**Work order 1**
According to the article on agricultural insurance at the African Insurance Organization conference, why do many insurers choose to stay away from agriculture? Answer in one to three sentences.
**Work order 2**
In the article on agricultural insurance at the African Insurance Organization conference, how large was the subsidy the ministry of finance released last December?
**Work order 3**
Continue the article on agricultural insurance at the African Insurance Organization conference from its final sentence.
--- Selected text Enclosed Below ---
Agriculture remains mostly neglected but has potential that insurers are yet to tap, according to various speakers who attended the 44th African Insurance Organization (AIO) conference held at Speke resort Munyonyo recently.
The conference came at a time when farmers were facing a tough time with widespread crop failure and livestock decimation due to prolonged drought. Media reports have indicated that up to 10 million Ugandans face starvation.
Rahab Kariuki, the managing director of Africa and Climate Risk Enterprise (ACRE), said most African countries are doing little to diversify the sector with 80 per cent of farmland still managed by smallholder farmers.
"Some 75 per cent of the world's food is generated from only 12 plants and five animal species, making the global food system highly vulnerable to shocks," Kariuki said.
Last December, the ministry of finance released a $1.9 million (Shs 6.8bn) subsidy meant to help boost uptake of agricultural insurance and save farmers from losses related to weather conditions.
However, insurers were cautious to provide cover after projections of a likely poor harvest at the beginning of 2017. Agriculture remains one of the riskiest ventures for insurers, especially in Uganda where most farmers depend on archaic methods to grow crops. Consequently, many insurers choose to stay away.
--- End of Enclosed Selected text ---
--- Source material Enclosed Below ---
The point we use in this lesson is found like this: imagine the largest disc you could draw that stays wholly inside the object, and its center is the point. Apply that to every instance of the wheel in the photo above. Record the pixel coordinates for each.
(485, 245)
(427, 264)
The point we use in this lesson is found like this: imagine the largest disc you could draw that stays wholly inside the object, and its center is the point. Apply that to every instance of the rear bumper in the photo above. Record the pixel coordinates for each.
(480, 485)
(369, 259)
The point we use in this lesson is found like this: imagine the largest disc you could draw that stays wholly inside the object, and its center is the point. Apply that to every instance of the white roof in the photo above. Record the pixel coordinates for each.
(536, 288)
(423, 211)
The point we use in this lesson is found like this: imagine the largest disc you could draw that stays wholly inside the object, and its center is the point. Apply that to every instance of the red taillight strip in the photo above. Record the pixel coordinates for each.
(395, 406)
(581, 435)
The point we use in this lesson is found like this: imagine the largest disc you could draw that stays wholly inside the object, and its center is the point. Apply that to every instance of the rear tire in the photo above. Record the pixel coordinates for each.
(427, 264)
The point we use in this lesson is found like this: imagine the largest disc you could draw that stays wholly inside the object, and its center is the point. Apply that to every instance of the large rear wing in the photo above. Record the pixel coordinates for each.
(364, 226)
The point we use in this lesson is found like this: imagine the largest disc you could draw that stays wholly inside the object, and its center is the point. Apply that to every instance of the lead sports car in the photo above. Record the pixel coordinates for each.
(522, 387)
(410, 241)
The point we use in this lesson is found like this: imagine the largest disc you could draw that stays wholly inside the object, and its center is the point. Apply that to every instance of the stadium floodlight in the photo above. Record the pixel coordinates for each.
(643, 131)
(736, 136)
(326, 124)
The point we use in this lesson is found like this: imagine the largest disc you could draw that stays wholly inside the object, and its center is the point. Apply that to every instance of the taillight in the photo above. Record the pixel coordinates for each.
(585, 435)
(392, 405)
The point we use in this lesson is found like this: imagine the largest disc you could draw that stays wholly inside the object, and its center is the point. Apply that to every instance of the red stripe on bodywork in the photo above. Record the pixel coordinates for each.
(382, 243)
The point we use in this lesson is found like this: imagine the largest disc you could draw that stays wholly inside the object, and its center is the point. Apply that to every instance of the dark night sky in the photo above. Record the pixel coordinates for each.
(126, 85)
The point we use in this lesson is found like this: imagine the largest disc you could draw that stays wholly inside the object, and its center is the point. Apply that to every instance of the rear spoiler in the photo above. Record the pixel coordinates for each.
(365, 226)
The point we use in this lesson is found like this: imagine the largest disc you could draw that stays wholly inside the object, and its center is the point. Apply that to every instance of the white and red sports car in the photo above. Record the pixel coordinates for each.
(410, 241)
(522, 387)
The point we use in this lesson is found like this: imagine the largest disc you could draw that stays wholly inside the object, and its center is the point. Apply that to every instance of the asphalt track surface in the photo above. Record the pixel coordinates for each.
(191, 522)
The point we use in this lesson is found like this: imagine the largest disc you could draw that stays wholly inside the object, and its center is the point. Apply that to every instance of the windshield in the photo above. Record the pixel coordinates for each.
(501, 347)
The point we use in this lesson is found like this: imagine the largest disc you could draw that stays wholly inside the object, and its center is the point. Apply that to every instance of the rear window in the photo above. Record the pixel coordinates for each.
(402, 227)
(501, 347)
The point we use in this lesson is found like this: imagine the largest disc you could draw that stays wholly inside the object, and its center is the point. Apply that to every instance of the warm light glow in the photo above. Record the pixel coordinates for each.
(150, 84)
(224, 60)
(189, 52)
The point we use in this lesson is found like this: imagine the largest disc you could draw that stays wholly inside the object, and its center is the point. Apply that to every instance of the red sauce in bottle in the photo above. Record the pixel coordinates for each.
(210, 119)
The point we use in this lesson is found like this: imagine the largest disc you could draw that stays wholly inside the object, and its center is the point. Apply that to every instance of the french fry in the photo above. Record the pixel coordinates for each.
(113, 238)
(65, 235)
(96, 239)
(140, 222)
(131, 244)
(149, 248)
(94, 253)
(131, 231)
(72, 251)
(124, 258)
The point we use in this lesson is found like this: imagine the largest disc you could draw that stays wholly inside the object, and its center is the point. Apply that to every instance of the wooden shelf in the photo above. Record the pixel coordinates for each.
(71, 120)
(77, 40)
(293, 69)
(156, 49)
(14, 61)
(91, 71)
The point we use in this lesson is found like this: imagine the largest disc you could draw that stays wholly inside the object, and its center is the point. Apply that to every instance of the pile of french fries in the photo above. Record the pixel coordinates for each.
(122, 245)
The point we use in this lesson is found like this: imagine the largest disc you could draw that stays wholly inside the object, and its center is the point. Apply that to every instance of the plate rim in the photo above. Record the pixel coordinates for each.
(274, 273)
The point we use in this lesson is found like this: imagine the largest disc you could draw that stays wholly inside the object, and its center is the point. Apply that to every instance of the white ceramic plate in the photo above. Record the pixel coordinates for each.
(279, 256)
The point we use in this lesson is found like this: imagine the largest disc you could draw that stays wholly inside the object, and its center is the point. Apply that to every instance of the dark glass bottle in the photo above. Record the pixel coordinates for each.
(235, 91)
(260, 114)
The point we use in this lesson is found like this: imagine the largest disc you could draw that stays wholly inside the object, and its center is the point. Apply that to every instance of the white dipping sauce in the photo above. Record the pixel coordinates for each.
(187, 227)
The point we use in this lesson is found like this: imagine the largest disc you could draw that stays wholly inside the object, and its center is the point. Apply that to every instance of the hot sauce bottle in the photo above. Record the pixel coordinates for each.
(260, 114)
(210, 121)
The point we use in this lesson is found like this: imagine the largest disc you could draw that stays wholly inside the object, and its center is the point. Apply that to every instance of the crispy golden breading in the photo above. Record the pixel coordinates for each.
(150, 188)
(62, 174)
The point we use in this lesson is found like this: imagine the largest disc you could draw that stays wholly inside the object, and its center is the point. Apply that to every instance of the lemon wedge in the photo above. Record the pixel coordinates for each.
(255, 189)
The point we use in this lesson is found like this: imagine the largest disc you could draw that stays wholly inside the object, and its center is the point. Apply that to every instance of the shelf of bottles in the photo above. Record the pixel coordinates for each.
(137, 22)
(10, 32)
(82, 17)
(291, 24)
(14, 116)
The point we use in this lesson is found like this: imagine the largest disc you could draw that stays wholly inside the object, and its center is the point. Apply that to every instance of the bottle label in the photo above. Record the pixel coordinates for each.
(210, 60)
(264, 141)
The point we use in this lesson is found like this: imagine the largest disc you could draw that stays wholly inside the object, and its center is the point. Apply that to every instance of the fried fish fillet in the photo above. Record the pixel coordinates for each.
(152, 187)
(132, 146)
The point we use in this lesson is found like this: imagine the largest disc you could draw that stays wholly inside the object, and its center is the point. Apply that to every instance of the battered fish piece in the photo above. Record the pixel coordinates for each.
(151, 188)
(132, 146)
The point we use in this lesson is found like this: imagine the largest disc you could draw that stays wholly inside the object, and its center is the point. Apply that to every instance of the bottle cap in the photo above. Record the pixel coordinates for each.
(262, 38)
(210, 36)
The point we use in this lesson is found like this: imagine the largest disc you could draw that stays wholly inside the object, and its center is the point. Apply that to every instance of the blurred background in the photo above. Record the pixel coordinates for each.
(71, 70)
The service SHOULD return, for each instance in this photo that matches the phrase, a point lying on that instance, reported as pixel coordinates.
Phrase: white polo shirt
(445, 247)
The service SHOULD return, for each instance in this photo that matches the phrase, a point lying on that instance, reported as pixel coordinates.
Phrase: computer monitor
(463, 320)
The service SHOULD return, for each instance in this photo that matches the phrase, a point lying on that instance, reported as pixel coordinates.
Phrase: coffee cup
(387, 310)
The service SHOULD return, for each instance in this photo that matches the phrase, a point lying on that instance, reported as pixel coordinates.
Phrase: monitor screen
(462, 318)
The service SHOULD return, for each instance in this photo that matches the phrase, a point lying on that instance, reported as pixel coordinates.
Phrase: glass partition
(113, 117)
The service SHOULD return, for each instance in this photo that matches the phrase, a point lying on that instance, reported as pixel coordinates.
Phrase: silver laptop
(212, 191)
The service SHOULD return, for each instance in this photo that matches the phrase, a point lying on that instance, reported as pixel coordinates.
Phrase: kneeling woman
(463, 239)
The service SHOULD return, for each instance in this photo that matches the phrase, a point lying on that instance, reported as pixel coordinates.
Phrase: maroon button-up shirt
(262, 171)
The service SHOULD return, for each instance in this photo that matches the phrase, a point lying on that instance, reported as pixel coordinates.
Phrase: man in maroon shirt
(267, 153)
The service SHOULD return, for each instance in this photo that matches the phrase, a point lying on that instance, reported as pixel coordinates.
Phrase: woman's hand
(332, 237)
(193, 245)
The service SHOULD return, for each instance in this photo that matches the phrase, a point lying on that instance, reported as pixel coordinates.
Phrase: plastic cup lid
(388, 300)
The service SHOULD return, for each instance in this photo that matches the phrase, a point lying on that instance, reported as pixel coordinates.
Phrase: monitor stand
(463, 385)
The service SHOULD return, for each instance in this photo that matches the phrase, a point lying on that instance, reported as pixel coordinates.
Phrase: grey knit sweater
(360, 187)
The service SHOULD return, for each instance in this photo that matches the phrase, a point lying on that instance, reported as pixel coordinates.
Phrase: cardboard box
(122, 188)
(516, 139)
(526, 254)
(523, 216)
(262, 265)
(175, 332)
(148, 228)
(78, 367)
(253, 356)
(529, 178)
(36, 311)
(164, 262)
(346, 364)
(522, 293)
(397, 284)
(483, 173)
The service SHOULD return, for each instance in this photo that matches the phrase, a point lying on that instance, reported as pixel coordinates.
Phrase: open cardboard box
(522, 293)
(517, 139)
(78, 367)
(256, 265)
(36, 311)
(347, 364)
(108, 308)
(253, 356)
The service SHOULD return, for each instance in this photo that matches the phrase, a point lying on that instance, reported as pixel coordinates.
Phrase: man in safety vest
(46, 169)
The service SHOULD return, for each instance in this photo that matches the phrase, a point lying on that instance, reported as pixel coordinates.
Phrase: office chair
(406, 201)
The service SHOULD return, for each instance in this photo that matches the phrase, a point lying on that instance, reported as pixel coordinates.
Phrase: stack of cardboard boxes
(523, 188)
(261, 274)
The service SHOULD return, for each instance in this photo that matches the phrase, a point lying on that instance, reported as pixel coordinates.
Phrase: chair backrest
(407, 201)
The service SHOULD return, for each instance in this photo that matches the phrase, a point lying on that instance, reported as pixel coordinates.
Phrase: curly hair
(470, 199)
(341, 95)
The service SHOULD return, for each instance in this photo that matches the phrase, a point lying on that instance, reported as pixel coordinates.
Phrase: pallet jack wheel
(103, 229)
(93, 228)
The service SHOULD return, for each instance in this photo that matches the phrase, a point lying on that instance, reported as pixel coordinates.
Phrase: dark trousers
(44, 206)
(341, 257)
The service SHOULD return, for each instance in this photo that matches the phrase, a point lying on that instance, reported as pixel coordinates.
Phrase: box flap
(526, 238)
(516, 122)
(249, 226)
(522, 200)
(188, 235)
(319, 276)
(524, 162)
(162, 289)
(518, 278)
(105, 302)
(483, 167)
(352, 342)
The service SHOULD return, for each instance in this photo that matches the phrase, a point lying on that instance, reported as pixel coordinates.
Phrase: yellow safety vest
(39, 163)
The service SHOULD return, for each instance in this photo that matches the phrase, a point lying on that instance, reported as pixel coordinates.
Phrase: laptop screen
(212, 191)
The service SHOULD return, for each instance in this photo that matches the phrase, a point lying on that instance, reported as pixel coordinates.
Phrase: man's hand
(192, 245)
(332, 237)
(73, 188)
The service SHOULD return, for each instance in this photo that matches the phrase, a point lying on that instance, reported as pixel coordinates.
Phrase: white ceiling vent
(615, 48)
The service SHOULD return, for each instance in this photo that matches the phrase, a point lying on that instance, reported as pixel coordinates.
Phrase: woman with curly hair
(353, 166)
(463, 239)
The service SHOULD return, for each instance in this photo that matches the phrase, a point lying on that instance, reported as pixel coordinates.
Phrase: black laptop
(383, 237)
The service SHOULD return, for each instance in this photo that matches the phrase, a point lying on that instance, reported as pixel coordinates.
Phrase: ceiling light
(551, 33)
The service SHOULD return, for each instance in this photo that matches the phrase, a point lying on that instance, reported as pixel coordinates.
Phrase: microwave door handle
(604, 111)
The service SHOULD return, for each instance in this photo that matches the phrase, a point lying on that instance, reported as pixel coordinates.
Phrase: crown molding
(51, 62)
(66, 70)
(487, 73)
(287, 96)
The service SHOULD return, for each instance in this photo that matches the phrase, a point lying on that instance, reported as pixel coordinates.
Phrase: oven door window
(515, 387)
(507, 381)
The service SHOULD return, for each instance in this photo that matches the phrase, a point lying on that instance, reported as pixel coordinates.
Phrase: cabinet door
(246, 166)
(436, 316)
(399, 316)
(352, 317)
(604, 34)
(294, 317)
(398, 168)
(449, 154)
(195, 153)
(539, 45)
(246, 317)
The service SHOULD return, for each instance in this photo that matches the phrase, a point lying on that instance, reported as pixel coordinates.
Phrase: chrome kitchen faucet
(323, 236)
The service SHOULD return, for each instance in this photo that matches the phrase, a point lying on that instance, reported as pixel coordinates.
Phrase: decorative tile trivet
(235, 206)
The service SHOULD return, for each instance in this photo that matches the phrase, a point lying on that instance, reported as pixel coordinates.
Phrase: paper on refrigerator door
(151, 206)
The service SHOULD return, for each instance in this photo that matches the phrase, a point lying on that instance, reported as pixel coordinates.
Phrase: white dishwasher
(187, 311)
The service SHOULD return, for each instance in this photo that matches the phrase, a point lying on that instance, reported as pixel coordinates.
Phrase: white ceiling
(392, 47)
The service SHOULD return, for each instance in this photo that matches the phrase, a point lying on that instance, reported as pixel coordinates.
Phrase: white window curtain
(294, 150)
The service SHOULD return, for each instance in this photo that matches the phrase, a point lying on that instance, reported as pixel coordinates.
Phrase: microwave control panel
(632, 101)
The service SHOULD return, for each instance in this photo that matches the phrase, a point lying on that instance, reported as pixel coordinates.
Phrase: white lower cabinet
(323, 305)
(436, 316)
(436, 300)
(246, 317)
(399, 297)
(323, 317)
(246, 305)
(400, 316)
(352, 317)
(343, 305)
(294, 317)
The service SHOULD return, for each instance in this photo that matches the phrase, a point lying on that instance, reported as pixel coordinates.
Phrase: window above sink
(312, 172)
--- End of Enclosed Source material ---
**Response box 1**
Agriculture is one of the riskiest ventures for insurers, especially in Uganda, where most farmers grow crops with archaic methods. Insurers were also cautious after projections at the start of 2017 pointed to a likely poor harvest.

**Response box 2**
$1.9 million (Shs 6.8bn).

**Response box 3**
The sector faces challenges like low insurance uptake and bad perceptions, affordability, insufficient data on crop varieties and poor product designs, among others.
Shadrack Mapfumo, senior financial sector specialist at the World Bank, said insurance companies should invest more money in crop varieties such as maize, arguing that this would help secure farmers from poor harvests.
"Even that crop variety that insurance companies say is not insurable, [it can be insured] only that because they [insurers] have not studied it. We need to find ways of contributing to the reduction of risk," Mapfumo said.
An agricultural risk assessment carried out in 2015 estimated that the country loses between $606 million and $804 million annually due to pests, post-harvest losses and diseases in crops and livestock. Losses resulting from drought alone peak at $44 million, the study says.
Three quarters of Ugandans are employed in the agriculture sector. They hardly access finance as only about 10 per cent of the banking sector channels their lending towards the sector. The 2014 National Census said 69 per cent of Ugandans were stuck in subsistence farming.
A 2016 International Monetary Fund report said improved access to cost-effective financial risk transfer instruments, such as insurance, is a crucial measure to boost the ability to hedge against weather-related shock events.
Kariuki suggested that ICT and the data revolution can be harnessed to improve index insurance to capture the risks that tend to push insurance companies away from providing cover to certain groups.
Ibrahim Lubega Kaddunabbi, the chief executive officer at Insurance Regulatory Authority (IRA), said Uganda was slow at developing online products due to lack of a guiding policy framework to protect insurers from fraud.
"We also need to work on the fraud to make sure that people are not cheated because there might be those who are correctly selling and impersonators," Kaddunabbi said.
Insurance penetration in Uganda remains dismally low - at less than one per cent - compared to its peer Kenya, which is above three per cent.